INSTRUCTIONS TO FOLLOW
Copy out the records below exactly as they appear.

Start of SUPPLIED ENTRIES

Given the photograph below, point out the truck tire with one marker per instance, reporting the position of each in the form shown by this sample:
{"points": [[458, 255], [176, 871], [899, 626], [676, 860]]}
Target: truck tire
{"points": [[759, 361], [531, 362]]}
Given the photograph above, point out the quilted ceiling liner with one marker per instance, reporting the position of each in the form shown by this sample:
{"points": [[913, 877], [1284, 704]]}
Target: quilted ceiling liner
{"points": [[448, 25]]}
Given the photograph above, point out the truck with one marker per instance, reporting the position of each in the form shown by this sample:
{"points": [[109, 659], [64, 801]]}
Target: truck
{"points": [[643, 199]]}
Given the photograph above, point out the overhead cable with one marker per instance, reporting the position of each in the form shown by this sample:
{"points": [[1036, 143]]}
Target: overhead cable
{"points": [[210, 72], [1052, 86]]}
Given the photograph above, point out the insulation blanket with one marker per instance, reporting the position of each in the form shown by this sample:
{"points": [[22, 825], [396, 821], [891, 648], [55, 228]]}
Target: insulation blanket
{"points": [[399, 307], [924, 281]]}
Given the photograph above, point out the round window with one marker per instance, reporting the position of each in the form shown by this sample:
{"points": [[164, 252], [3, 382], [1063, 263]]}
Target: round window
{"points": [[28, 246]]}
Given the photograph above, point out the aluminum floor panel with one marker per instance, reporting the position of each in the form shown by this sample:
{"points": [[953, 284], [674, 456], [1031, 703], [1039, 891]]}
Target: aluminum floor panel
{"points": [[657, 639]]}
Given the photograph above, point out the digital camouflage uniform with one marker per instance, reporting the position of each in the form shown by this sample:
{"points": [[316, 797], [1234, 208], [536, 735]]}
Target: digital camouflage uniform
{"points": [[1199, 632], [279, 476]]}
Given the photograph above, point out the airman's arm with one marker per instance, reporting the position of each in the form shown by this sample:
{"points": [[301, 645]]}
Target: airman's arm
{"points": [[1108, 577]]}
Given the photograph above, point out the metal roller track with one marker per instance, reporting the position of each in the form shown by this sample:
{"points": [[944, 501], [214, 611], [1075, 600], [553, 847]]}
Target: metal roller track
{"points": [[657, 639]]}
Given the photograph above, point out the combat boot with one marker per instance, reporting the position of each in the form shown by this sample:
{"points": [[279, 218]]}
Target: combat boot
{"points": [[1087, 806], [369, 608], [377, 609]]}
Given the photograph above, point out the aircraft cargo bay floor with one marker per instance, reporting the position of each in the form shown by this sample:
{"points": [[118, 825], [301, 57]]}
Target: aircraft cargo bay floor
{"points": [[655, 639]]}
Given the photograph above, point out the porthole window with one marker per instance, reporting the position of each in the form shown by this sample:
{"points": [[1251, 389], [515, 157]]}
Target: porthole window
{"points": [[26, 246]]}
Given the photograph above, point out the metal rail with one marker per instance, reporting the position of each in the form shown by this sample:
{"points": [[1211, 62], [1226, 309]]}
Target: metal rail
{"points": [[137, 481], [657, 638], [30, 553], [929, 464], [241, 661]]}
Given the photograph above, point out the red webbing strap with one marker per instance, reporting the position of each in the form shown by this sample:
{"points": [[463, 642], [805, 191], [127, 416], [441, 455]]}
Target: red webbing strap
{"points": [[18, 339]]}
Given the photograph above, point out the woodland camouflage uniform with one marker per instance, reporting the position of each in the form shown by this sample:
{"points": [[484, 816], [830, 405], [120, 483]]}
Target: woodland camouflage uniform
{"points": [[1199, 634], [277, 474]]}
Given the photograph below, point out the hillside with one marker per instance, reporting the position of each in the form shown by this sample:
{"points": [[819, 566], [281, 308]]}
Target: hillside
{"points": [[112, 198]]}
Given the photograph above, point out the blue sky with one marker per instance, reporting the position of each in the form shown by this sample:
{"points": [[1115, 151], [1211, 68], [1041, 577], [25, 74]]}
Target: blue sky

End of SUPPLIED ENTRIES

EXERCISE SOLUTION
Given the photograph below, point out the truck tire with one marker per instance, reporting the position of each in the form shown by this sample:
{"points": [[458, 255], [176, 871], [899, 626], [676, 860]]}
Target: truck tire
{"points": [[759, 361], [531, 362]]}
Given the photograph above, point out the quilted ceiling liner with one marker per instance, reporting the position of each in the form shown by this sample:
{"points": [[913, 877], [1284, 704]]}
Target: quilted ceiling liner
{"points": [[448, 25]]}
Given the photograph above, point out the truck with one marker per instance, reporting the position of each in the form shown by this sample:
{"points": [[109, 659], [64, 801]]}
Target: truck
{"points": [[643, 199]]}
Given the photograph above, point out the overhead cable with one marker per instance, reporting the position of each in the form shown by this sample:
{"points": [[1036, 143]]}
Target: overhead cable
{"points": [[210, 72], [1052, 86]]}
Given the photograph above, point out the insulation blanket with one marker per instance, reporting the position of each in the form shown by this sample:
{"points": [[22, 825], [396, 821], [891, 648], [55, 228]]}
Target: insulation blanket
{"points": [[399, 307], [924, 281]]}
Given the photograph above, point out the round window with one marker per instance, reporting the position of each in the form shown by this sample:
{"points": [[164, 252], [3, 382], [1063, 263]]}
Target: round window
{"points": [[28, 246]]}
Given the photograph above, point out the aluminum floor panel with one marker per instance, reporting the position of each in the form shown by this sample:
{"points": [[953, 284], [674, 456], [1031, 703], [1039, 891]]}
Target: aluminum floor panel
{"points": [[657, 639]]}
Given the photograph above, point out the digital camouflage uniform with one marker per instance, reporting the position of each in the form shown by this sample:
{"points": [[316, 797], [1234, 208], [536, 735]]}
Target: digital camouflage uniform
{"points": [[1199, 632], [279, 476]]}
Given the photograph above, point out the airman's arm with one marker per instance, reporting the position of each in the form shown by this sample:
{"points": [[301, 645]]}
Target: airman's arm
{"points": [[1108, 577]]}
Given the photograph above, point out the metal roller track with one marker per instance, reporting the position of each in the form shown by this sample:
{"points": [[944, 501], [214, 611], [1075, 600], [553, 847]]}
Target: metal roller track
{"points": [[657, 639]]}
Given the photograph above, point out the combat boot with one marker per instance, reporting the position of each in the form shown by this sample:
{"points": [[279, 218]]}
Target: combat boot
{"points": [[1087, 806], [369, 608], [377, 609]]}
Given the photograph above, point out the aircraft cargo bay floor with one marker per instance, reporting the position of each in the form shown by this sample:
{"points": [[118, 825], [301, 57]]}
Target: aircraft cargo bay floor
{"points": [[655, 639]]}
Given the photograph above, point out the porthole window with one marker per instance, reporting the position of each in the form shown by this sample:
{"points": [[1251, 389], [515, 157]]}
Target: porthole window
{"points": [[26, 246]]}
Given the photograph above, point out the metal rail with one marker per instance, reporting the position of each in the form shown by this sample:
{"points": [[1211, 62], [1226, 309]]}
Target: metal rail
{"points": [[137, 481], [657, 638], [30, 553], [929, 464], [241, 661]]}
Given the photograph above, point out the red webbing strap with one marker per instance, reporting the position of each in the form shown by this sample:
{"points": [[463, 642], [805, 191], [127, 416], [441, 455]]}
Target: red webbing strap
{"points": [[18, 339]]}
Given the photograph above, point out the woodland camouflage uniform with one marker per instance, reporting the position of each in the form shown by this sample:
{"points": [[484, 816], [830, 405], [120, 483]]}
Target: woodland camouflage uniform
{"points": [[1199, 634], [277, 474]]}
Given the photograph below, point out the hillside with one marker per instance, reporting the position of each in the form shown by this sample:
{"points": [[819, 566], [281, 308]]}
Target: hillside
{"points": [[112, 198]]}
Given the photograph above, point out the blue sky with one marker per instance, reporting the position of each in the form shown by this sample:
{"points": [[1115, 151], [1211, 68], [1041, 577], [25, 74]]}
Target: blue sky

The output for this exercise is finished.